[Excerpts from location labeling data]
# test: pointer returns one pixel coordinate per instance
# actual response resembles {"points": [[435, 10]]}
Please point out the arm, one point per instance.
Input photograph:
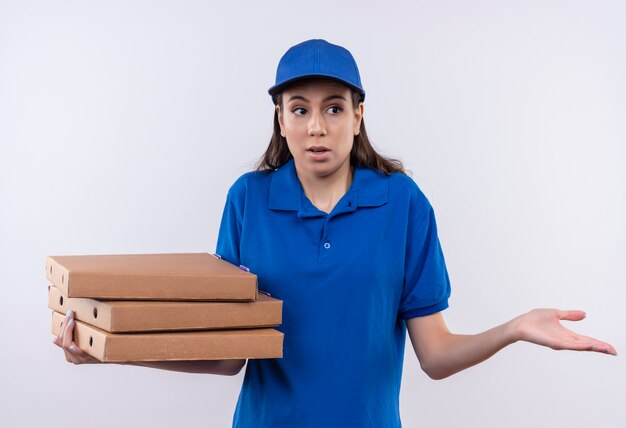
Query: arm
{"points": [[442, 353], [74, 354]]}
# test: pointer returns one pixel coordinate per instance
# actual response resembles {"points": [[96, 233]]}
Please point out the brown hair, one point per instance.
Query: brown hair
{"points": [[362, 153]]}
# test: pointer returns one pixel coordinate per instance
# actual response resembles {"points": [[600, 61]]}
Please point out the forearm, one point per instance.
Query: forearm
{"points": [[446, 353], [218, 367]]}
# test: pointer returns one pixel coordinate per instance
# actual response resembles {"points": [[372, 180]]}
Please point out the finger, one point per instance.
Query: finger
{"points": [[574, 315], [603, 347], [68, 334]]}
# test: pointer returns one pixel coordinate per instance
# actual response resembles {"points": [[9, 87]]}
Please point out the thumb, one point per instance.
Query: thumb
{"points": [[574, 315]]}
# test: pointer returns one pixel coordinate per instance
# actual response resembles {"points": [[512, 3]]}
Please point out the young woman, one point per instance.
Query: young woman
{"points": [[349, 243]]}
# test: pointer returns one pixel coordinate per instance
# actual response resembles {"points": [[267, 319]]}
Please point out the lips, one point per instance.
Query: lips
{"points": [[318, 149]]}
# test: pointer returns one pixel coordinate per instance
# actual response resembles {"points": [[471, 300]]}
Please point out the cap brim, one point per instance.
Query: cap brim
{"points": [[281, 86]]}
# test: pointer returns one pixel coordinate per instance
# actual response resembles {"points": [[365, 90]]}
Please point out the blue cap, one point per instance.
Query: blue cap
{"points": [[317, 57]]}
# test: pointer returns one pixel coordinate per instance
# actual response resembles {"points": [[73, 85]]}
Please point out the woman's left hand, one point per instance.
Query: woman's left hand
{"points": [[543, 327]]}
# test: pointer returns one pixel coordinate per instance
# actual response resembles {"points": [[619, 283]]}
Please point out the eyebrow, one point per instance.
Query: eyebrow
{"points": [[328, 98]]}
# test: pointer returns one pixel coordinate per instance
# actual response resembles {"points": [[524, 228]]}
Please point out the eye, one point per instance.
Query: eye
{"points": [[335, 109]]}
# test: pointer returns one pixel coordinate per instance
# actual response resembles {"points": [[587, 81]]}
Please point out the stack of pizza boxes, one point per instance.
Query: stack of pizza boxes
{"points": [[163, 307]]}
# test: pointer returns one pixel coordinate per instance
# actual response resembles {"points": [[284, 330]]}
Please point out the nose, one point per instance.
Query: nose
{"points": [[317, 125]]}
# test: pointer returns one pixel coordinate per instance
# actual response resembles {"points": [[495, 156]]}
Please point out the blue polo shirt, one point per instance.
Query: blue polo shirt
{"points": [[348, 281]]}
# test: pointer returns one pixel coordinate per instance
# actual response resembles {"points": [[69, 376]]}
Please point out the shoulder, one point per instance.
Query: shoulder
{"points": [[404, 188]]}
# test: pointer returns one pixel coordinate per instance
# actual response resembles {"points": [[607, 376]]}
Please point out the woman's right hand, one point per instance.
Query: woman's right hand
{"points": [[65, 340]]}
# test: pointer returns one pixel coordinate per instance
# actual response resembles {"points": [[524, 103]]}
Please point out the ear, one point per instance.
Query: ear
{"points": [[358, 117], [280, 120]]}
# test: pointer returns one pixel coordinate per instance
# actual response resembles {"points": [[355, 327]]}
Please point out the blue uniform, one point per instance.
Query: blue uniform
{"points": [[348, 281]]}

* * *

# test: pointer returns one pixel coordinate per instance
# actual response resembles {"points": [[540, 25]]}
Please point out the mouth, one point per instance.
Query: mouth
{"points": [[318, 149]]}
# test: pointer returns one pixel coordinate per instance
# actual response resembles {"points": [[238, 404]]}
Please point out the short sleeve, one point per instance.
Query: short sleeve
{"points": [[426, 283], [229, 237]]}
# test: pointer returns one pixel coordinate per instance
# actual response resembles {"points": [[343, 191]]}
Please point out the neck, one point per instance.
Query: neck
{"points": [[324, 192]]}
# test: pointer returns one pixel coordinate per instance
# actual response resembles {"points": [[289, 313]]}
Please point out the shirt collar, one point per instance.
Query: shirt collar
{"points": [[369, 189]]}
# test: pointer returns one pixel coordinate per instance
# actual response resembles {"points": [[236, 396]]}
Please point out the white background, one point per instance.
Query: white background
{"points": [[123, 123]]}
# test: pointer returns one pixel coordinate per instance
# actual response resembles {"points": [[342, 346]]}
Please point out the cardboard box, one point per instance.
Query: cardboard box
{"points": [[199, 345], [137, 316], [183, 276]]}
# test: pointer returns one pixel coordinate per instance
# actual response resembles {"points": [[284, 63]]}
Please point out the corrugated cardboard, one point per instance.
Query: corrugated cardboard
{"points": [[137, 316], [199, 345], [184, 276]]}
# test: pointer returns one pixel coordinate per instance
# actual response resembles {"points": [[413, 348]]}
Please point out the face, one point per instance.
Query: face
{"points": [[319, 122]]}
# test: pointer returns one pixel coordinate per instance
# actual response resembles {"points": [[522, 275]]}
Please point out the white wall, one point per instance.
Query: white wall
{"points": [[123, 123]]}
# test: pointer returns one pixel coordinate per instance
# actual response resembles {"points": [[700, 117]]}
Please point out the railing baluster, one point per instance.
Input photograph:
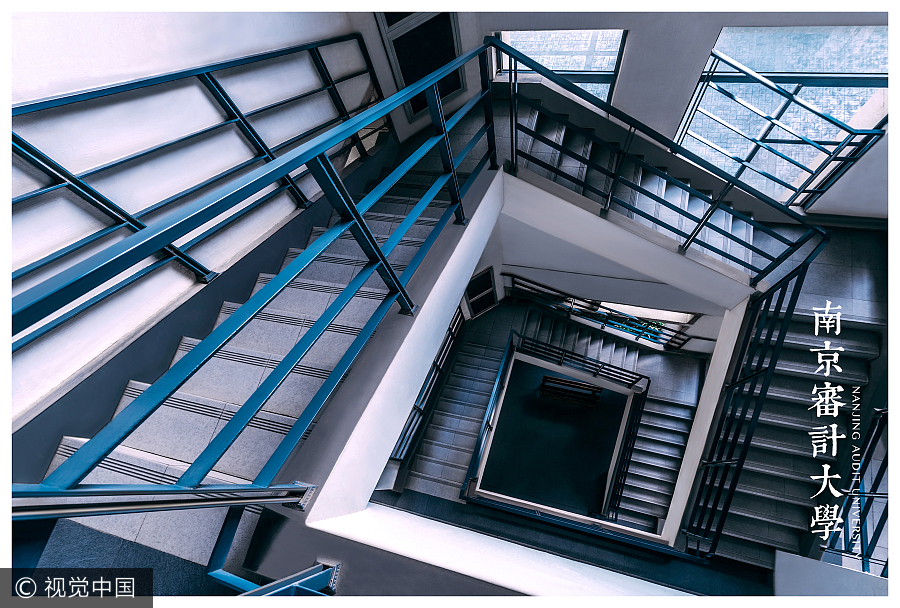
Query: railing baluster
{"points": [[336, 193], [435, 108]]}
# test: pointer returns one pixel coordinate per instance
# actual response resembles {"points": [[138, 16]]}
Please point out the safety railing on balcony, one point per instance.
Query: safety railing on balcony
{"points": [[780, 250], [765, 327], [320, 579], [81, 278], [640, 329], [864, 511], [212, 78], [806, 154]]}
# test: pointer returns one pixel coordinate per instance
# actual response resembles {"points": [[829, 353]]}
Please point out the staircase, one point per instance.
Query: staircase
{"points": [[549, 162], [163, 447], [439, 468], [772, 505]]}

* * *

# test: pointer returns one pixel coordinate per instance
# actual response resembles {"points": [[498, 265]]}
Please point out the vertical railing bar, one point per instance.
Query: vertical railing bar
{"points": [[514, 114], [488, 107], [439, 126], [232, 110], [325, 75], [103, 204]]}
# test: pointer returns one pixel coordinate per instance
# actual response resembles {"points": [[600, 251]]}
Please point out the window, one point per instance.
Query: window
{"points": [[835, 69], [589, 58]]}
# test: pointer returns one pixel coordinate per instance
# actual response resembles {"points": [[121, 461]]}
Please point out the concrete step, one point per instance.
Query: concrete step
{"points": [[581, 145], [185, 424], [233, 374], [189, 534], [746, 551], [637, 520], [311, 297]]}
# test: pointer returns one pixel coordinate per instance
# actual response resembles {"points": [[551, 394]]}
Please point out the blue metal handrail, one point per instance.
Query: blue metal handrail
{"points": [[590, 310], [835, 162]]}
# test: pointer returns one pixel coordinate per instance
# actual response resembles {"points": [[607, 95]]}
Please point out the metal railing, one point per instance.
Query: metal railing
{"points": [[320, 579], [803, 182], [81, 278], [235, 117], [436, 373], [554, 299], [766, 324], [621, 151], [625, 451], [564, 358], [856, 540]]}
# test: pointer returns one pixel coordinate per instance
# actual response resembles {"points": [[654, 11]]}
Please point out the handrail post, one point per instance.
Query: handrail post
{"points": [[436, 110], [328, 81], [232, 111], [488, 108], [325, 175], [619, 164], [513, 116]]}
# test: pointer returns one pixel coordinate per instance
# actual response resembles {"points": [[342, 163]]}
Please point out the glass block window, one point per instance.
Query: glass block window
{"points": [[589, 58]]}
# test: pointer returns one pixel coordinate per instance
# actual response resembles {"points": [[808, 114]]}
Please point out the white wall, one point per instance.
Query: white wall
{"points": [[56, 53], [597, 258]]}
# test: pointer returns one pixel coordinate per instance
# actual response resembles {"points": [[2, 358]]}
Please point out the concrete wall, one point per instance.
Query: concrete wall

- Work instructions -
Gather every line in the listing above that contains the word "balcony", with case counting.

- Expected answer -
Please point out the safety railing on balcony, one point per instance.
Query: safety railing on balcony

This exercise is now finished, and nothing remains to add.